▸ **Consigne**: Résumez en deux phrases l'entretien reproduit ci-dessous.

▸ **Extrait**:
Lausanne Cités: Si l’initiative est acceptée, les dépenses augmenteront de 4,1 milliards de francs par an. La Suisse, un des pays les plus riches du monde, ne peut-elle pas se le permettre?
Pauline Blanc: Le coût à moyen terme de cette initiative serait de 5 milliards de francs. Cela péjorerait le pouvoir d’achat des actifs et en particulier de la classe moyenne. En effet, pour financer la 13e rente qui serait versée à tous les retraités, une augmentation des cotisations sociales serait inévitable, en plus d’éventuelles hausses de la TVA et des impôts. La mise en œuvre de cette initiative se ferait sur le dos des actifs d’aujourd’hui. Des aides ciblées sont dès lors bien plus adéquates que cette mesure arrosoir et impossible à financer.  

Les citoyens ont le sentiment  que le pouvoir politique trouve de l’argent quand il s’agit de voler au secours des erreurs de l’économie (Swissair, UBS) mais pas pour des retraités au pouvoir d’achat limité...
Il s’agit ici de cas bien particuliers qui menaçaient sérieusement l’économie suisse et de nombreux emplois. Et ce n’est qu’en garantissant des finances équilibrées que l’Etat peut agir dans ces cas urgents et de grande ampleur. Il s’agit avant tout de ne pas mélanger des dossiers qui n’ont pas de lien. A nouveau, garantir des rentes dignes est absolument primordial.  

Ailleurs, les citoyens partent à la retraite avec 80% de leur dernier salaire. En Suisse, ce taux est au mieux de 60%, AVS et 2e pilier compris. La 13e rente ne permettra-t-elle pas d’améliorer la situation?
La 13e rente pourrait améliorer la situation financière de certains retraités et en péjorer d’autres en raison d’une diminution des subsides à l’assurance maladie ou de l’augmentation de leurs impôts, etc.  

Les retraités qui ne peuvent pas subvenir à leurs besoins vitaux peuvent faire appel aux prestations complémentaires. Une 13e rente n’aura-t-elle pas l’avantage de diminuer la charge des cantons?

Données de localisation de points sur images
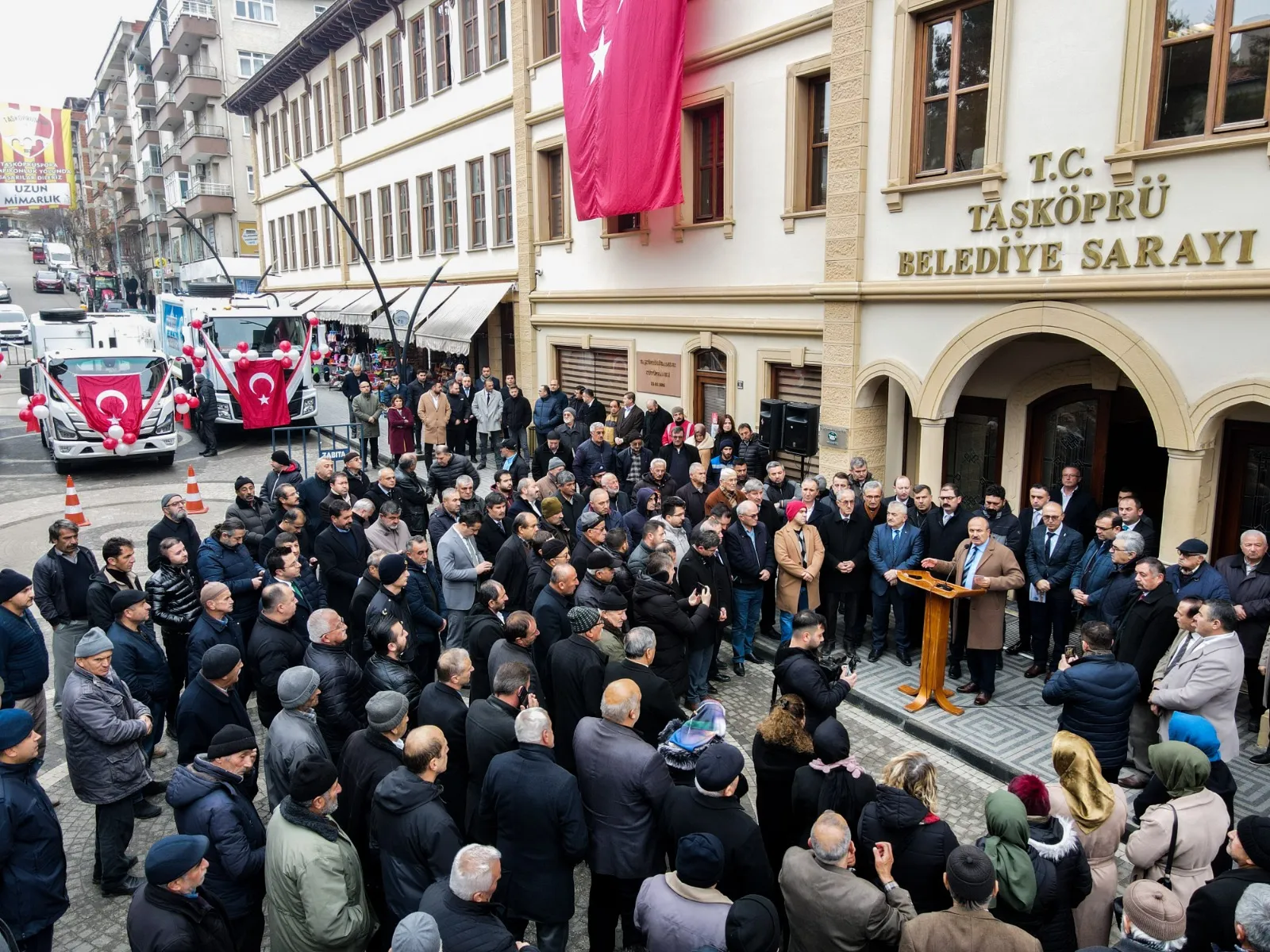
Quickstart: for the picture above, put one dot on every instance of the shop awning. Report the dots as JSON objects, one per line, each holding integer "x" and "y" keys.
{"x": 452, "y": 327}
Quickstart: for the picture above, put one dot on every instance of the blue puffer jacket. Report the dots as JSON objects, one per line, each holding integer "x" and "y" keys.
{"x": 207, "y": 801}
{"x": 1096, "y": 693}
{"x": 23, "y": 657}
{"x": 237, "y": 569}
{"x": 33, "y": 869}
{"x": 1206, "y": 583}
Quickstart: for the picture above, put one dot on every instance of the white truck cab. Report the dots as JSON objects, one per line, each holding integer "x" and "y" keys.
{"x": 67, "y": 343}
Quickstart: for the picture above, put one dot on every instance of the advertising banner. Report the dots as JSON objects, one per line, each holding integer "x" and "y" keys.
{"x": 36, "y": 164}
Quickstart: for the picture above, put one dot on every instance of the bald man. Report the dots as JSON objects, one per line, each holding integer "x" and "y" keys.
{"x": 622, "y": 782}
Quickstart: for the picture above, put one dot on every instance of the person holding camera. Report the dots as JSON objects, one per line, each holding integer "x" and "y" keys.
{"x": 799, "y": 672}
{"x": 981, "y": 562}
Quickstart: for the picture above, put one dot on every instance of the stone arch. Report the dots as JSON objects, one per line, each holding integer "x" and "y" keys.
{"x": 1210, "y": 410}
{"x": 1140, "y": 362}
{"x": 870, "y": 378}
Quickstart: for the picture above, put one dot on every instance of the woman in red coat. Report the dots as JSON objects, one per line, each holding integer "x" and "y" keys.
{"x": 400, "y": 429}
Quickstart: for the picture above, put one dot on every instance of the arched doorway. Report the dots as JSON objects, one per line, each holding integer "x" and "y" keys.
{"x": 710, "y": 385}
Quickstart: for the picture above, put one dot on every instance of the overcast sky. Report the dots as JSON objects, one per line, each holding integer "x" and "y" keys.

▸ **Votre réponse**: Dans cet entretien sur l'initiative pour une 13e rente, Pauline Blanc estime que son coût, de 5 milliards de francs à moyen terme, serait financé par des hausses de cotisations sociales, voire de TVA et d'impôts, au détriment du pouvoir d'achat des actifs, et juge des aides ciblées plus adéquates. Pauline Blanc écarte aussi la comparaison avec les sauvetages de Swissair et d'UBS, cas particuliers qui menaçaient l'économie suisse, et affirme que la 13e rente améliorerait la situation de certains retraités mais péjorerait celle d'autres par la baisse des subsides à l'assurance maladie ou la hausse de leurs impôts.